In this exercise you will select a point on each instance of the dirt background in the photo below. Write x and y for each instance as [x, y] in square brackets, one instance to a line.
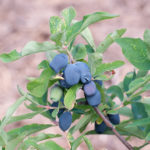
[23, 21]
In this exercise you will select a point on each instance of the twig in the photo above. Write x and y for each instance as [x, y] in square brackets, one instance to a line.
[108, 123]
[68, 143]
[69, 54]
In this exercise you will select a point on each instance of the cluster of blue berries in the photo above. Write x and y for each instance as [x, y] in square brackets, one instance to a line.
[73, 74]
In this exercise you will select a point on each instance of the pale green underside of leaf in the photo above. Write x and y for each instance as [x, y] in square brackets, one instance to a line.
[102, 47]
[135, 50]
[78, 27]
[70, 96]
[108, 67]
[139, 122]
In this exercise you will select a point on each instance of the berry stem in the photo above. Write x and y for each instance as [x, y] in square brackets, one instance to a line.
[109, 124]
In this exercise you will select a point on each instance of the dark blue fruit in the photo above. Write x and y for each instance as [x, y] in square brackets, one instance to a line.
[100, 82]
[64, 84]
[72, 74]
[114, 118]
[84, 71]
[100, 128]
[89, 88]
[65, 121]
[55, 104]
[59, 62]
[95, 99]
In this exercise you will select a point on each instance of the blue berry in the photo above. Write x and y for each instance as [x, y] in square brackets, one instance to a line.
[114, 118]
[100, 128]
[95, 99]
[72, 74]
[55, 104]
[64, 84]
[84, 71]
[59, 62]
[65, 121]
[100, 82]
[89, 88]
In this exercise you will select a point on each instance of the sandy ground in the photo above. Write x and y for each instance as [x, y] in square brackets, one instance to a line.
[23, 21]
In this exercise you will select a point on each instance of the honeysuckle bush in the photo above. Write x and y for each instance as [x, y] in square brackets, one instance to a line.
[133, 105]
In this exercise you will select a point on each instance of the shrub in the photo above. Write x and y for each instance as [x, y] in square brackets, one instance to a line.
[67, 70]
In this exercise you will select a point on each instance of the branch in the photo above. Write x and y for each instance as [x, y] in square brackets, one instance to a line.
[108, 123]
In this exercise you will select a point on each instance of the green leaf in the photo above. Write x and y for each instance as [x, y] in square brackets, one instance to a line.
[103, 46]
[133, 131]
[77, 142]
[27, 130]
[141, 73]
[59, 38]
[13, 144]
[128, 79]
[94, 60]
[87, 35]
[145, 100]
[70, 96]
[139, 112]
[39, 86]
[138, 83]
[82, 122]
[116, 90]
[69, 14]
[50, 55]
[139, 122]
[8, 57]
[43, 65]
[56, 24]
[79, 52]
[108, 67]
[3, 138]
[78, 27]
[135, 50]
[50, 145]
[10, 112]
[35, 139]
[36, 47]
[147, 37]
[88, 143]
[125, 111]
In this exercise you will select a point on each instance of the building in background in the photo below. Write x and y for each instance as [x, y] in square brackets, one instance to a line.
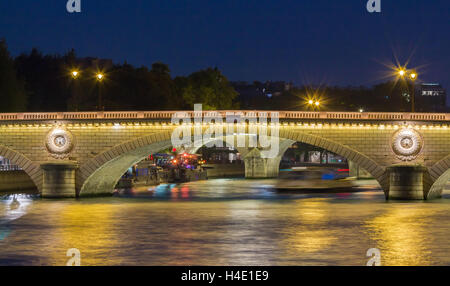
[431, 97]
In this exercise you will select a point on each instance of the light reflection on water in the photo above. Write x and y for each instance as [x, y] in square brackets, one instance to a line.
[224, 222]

□ □ □

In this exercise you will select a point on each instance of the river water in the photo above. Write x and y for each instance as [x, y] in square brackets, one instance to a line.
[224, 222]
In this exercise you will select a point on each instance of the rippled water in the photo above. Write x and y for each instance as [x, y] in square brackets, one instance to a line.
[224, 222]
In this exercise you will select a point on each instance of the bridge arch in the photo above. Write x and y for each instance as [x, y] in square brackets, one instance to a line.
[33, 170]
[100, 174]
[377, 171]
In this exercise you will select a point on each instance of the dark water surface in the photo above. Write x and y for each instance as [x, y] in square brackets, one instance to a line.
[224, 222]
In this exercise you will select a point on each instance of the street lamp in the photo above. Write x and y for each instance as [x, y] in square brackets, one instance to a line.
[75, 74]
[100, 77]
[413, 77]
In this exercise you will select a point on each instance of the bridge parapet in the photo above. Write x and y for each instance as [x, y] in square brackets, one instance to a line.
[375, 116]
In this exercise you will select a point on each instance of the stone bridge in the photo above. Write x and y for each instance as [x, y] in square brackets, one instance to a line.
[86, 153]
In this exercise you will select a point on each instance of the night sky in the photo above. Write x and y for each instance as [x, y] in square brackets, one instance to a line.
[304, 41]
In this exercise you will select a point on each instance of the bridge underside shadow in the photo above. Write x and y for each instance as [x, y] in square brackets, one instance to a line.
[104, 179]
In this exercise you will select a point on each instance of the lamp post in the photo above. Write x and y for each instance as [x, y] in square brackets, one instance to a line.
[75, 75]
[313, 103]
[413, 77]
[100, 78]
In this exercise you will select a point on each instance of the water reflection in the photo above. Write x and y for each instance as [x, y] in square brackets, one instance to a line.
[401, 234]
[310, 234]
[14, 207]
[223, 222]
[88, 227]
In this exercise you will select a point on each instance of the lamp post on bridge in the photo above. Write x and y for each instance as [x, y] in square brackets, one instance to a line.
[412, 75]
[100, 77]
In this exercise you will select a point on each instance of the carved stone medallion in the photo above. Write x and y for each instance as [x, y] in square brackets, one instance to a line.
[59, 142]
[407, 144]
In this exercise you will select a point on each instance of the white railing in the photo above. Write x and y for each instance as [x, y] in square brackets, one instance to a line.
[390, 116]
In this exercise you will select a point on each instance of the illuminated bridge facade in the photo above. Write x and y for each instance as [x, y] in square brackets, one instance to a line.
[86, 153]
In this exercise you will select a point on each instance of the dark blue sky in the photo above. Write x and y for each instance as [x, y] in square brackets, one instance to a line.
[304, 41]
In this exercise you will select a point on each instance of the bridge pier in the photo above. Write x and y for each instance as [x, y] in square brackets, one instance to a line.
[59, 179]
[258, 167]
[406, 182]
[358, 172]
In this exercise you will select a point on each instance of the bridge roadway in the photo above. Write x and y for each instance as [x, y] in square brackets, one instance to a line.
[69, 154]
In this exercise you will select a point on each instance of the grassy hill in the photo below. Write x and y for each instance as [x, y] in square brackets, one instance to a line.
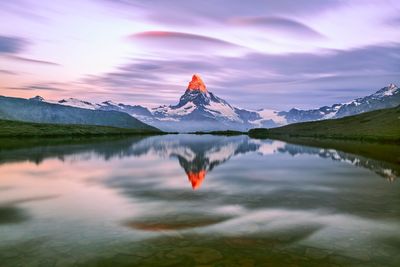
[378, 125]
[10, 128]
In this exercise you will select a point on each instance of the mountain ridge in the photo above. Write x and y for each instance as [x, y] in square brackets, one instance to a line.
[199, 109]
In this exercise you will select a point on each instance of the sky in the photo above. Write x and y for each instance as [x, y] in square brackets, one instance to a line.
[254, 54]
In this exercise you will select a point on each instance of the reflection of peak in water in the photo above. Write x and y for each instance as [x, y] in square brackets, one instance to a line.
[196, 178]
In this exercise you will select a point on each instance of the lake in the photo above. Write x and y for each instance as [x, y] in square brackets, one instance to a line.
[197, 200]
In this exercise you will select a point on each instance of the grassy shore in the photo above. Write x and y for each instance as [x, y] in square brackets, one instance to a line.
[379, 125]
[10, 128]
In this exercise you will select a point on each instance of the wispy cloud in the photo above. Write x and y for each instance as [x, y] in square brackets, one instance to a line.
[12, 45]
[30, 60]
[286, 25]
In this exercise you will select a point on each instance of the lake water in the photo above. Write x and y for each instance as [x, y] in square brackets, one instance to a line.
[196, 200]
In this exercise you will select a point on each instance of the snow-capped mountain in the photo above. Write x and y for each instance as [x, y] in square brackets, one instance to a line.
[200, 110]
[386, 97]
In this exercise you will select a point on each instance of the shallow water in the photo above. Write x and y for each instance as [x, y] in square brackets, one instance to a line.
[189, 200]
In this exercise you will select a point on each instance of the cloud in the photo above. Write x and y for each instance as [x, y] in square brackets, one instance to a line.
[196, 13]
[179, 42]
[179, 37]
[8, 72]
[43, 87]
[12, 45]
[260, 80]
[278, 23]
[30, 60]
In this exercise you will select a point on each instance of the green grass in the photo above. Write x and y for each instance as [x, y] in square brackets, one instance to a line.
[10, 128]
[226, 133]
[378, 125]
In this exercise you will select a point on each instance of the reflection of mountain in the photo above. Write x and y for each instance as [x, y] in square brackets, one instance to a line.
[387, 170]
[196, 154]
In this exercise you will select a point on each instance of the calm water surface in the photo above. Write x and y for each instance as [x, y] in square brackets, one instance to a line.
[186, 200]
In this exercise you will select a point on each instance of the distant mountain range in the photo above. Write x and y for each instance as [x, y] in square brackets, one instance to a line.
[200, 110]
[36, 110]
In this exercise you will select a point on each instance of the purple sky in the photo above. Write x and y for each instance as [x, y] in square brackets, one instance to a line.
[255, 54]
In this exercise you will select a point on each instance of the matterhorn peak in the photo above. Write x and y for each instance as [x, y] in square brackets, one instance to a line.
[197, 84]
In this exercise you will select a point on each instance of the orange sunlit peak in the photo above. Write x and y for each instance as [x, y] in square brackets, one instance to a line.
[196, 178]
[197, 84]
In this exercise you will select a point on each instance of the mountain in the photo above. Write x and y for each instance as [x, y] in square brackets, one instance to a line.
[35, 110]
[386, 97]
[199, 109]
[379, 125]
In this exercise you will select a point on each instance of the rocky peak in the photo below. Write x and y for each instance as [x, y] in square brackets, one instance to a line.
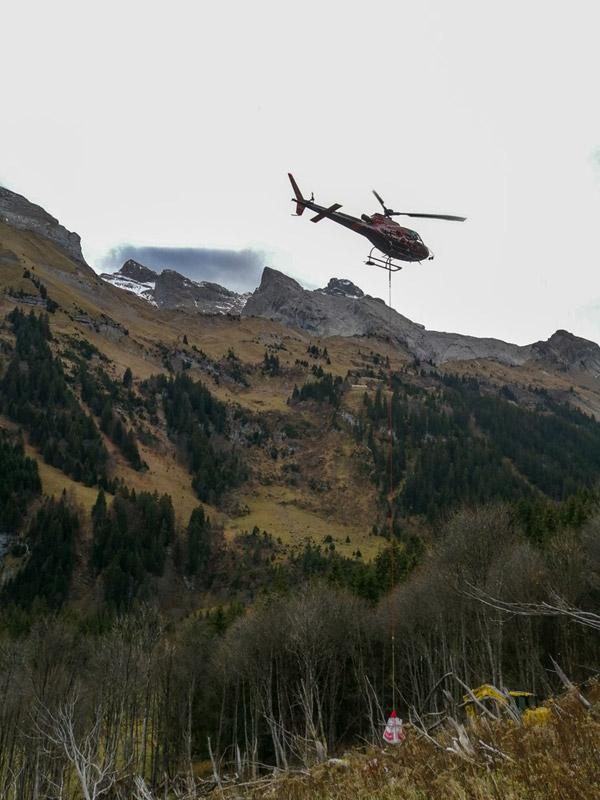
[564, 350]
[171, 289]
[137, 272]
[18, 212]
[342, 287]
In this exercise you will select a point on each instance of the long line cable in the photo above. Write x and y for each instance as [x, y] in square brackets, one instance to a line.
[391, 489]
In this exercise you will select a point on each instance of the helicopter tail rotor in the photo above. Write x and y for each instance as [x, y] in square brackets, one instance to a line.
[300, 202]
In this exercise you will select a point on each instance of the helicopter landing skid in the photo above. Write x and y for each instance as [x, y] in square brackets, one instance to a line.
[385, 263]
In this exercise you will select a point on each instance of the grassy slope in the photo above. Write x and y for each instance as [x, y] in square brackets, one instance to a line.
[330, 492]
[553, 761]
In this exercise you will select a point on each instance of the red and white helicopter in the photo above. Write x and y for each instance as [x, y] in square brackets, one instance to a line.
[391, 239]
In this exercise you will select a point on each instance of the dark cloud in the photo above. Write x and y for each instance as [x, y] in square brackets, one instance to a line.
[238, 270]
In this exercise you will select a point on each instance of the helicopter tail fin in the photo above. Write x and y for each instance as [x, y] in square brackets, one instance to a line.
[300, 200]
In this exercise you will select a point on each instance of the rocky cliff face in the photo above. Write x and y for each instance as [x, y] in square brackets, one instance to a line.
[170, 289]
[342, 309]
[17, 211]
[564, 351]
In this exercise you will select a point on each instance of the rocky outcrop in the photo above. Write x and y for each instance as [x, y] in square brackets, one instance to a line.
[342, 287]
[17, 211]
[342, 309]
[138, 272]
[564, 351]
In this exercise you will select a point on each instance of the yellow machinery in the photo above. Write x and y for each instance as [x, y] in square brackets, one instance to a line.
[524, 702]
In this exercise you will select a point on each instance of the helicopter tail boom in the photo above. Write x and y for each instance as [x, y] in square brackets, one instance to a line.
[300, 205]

□ □ □

Please copy every row above that contains the string "surface", matching case exactly.

Exercise output.
In this exercise you will select a point on each instance of the dark water surface in the photo above. Write x and y for each instance as [x, y] in square brackets, one instance to a line.
In this exercise you will select a point on each instance of the calm water surface in the photo above. Write x and y for each instance as [x, y] in square brackets, one instance to a line.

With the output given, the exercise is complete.